__Task to complete__
Copy every line of the data exactly, leaving nothing out.

[Data entries]
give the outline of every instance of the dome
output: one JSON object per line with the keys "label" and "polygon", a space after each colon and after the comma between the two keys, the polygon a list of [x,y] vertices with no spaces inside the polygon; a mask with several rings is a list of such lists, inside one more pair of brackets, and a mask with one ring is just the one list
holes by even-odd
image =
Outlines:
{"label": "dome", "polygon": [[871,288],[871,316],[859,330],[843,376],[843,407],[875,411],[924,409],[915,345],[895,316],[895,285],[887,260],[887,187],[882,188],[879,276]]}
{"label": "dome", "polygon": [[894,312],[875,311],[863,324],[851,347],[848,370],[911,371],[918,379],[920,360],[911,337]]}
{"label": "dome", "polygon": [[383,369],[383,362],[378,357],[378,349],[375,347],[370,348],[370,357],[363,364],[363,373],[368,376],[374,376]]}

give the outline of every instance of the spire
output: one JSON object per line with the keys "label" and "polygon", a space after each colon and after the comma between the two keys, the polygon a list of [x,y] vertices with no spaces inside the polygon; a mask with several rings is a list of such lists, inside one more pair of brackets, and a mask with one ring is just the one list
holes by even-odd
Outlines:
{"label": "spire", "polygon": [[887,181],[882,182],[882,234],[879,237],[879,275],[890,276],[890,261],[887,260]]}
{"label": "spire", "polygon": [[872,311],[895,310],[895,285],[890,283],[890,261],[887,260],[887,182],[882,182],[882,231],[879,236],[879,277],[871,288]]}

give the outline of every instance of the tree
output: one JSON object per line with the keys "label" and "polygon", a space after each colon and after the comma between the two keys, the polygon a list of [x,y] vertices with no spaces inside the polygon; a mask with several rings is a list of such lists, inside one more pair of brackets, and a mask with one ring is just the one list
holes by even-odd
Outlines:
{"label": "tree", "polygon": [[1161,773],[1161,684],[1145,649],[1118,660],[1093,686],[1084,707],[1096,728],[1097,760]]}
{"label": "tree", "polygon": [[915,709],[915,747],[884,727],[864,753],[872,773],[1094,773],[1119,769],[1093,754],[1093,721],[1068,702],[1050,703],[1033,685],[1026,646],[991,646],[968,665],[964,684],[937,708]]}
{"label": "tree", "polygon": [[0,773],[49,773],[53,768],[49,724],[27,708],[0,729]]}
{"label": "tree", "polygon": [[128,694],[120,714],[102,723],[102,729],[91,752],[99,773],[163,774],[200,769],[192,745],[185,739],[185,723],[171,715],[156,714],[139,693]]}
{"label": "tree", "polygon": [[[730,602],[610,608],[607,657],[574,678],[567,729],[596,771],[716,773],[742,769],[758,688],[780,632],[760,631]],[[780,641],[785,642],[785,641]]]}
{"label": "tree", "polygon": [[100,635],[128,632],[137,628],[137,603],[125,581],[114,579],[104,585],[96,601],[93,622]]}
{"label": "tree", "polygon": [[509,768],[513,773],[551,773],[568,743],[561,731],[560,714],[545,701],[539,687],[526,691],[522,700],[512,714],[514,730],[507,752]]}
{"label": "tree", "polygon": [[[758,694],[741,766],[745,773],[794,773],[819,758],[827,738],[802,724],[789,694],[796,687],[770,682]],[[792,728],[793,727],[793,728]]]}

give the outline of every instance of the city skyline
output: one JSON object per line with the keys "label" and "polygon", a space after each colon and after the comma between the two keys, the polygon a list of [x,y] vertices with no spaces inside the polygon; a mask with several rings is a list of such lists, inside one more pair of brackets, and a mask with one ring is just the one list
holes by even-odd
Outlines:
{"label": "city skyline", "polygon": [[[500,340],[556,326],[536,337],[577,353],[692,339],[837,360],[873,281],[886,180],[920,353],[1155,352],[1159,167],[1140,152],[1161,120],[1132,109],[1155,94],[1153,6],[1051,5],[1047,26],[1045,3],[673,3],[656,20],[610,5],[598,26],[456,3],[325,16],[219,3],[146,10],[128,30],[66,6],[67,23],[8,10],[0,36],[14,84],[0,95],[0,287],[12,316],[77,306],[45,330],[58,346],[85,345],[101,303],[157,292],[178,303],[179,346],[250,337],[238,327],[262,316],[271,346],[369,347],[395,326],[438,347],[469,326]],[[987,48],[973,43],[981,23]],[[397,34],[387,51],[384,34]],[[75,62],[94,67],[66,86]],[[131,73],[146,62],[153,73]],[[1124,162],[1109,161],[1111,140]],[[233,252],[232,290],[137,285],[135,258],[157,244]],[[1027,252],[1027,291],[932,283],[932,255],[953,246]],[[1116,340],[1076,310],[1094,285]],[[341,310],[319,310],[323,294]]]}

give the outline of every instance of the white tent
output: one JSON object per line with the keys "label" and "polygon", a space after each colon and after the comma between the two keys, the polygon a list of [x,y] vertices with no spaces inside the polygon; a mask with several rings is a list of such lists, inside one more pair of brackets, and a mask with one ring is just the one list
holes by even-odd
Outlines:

__Exercise response__
give the outline of every instance of the dome
output: one JSON object per line with the keys "label" and "polygon", a space after each colon and after the comma between the two keys, the polygon a list of [x,y] vertices with no spaces inside the polygon; a mask with several rings is a list of such lists, inside one more pair of brackets, and a mask with one ring is just the one list
holes by even-odd
image =
Outlines:
{"label": "dome", "polygon": [[871,288],[871,316],[859,330],[843,376],[843,407],[875,411],[924,409],[915,345],[895,316],[895,285],[887,260],[887,187],[882,188],[879,276]]}
{"label": "dome", "polygon": [[894,312],[875,311],[863,324],[851,347],[848,370],[911,371],[918,379],[920,360],[911,337]]}
{"label": "dome", "polygon": [[383,369],[383,362],[378,357],[378,349],[375,347],[370,348],[370,357],[363,364],[363,373],[368,376],[374,376]]}

give the outline of every instance of the spire
output: one JSON object per line with the keys "label" and "polygon", a space after each colon and after the comma between the two keys, the polygon a list of [x,y] vertices with no spaces inside the polygon; a mask with several rings is a list of such lists, inside one more pair of brackets, and a mask with one ring is just the one list
holes by even-odd
Outlines:
{"label": "spire", "polygon": [[887,181],[882,182],[882,234],[879,237],[879,275],[890,276],[890,261],[887,260]]}
{"label": "spire", "polygon": [[872,311],[895,310],[895,285],[890,283],[890,261],[887,260],[887,182],[882,182],[882,231],[879,236],[879,277],[871,288]]}

give the outline of every instance of the tree
output: one JSON object per line with the keys "label" and "polygon", a space after each colon and after the comma between the two keys, the polygon a list of [x,y] vertices with no spaces inside the polygon; a mask with several rings is a list of such lists, inside one more pair of brackets, and a mask with one ring is just the one list
holes by even-odd
Outlines:
{"label": "tree", "polygon": [[1161,773],[1161,684],[1145,649],[1118,660],[1093,686],[1084,707],[1096,728],[1097,760]]}
{"label": "tree", "polygon": [[915,709],[915,747],[884,727],[864,753],[872,773],[1094,773],[1119,769],[1093,754],[1093,721],[1068,702],[1050,703],[1033,685],[1026,646],[991,646],[968,665],[964,684],[937,708]]}
{"label": "tree", "polygon": [[0,773],[49,773],[53,768],[49,724],[27,708],[0,729]]}
{"label": "tree", "polygon": [[128,694],[120,714],[102,723],[102,729],[91,752],[99,773],[163,774],[200,769],[192,745],[185,739],[185,723],[171,715],[156,714],[139,693]]}
{"label": "tree", "polygon": [[[730,602],[610,608],[607,657],[574,678],[567,729],[596,771],[716,773],[742,769],[758,688],[780,632],[760,631]],[[780,641],[785,642],[785,641]]]}
{"label": "tree", "polygon": [[100,635],[128,632],[137,628],[137,603],[125,581],[114,579],[104,585],[96,601],[93,622]]}
{"label": "tree", "polygon": [[509,768],[513,773],[551,773],[568,743],[561,731],[560,714],[545,701],[539,687],[526,691],[522,700],[512,714],[514,730],[507,752]]}
{"label": "tree", "polygon": [[[758,694],[741,766],[745,773],[794,773],[819,758],[827,738],[802,724],[789,694],[796,687],[770,682]],[[792,728],[793,727],[793,728]]]}

give the outline of every instance of the city skyline
output: one JSON object per line with the keys "label" and "polygon", a space after each colon and after the comma between the two keys, the polygon a list of [x,y] vertices with no spaces inside the polygon; a mask with several rings is a list of such lists, inside one more pair of brackets, and a mask with one ring is just the one list
holes by even-odd
Outlines:
{"label": "city skyline", "polygon": [[[500,340],[556,326],[536,337],[577,353],[692,339],[837,360],[873,281],[886,180],[920,353],[1155,352],[1159,167],[1140,152],[1161,120],[1132,109],[1155,94],[1153,6],[1051,5],[1047,26],[1045,3],[673,3],[656,20],[610,5],[598,26],[456,3],[325,16],[219,3],[146,10],[128,30],[66,6],[67,23],[8,10],[0,36],[14,84],[0,95],[0,287],[12,316],[77,306],[45,330],[58,346],[85,345],[101,303],[157,292],[178,303],[179,346],[250,337],[238,327],[262,316],[271,346],[369,347],[395,326],[438,347],[469,326]],[[987,48],[973,43],[981,23]],[[397,34],[387,51],[384,34]],[[75,62],[94,67],[66,86]],[[131,73],[146,62],[153,73]],[[1124,162],[1109,161],[1111,140]],[[233,252],[232,290],[137,285],[135,258],[157,244]],[[1027,252],[1027,291],[932,283],[932,255],[953,246]],[[1116,340],[1076,310],[1094,285]],[[341,310],[319,310],[323,294]]]}

give the outline of every instance of the white tent
output: one JSON object per line with the keys "label" and "polygon", a space after each colon and after the comma between the two keys, the polygon a list of [x,y] vertices with no spaces inside the polygon; a mask with several rings is a list of such lists, inside one more pair of brackets, and a mask with one ring is just the one list
holes by even-odd
Outlines:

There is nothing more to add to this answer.